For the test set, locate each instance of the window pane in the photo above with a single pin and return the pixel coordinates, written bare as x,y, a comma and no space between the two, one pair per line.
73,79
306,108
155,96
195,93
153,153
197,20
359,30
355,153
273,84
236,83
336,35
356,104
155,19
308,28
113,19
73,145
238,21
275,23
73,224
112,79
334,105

EXERCISE GOAL:
Copy out the material above line for line, keeping every word, number, and punctuation mark unchanged.

SOLVED PROBLEM:
For the test set, locate each instance of the window pane in the photo above with a single pin and return the pixel coordinates, written bare as x,y, a comma and no space between the two, one pair per line.
73,79
306,108
155,96
195,93
153,153
197,20
359,30
355,153
273,84
236,83
336,35
356,104
155,19
308,28
113,19
73,145
238,21
275,23
73,224
112,79
334,105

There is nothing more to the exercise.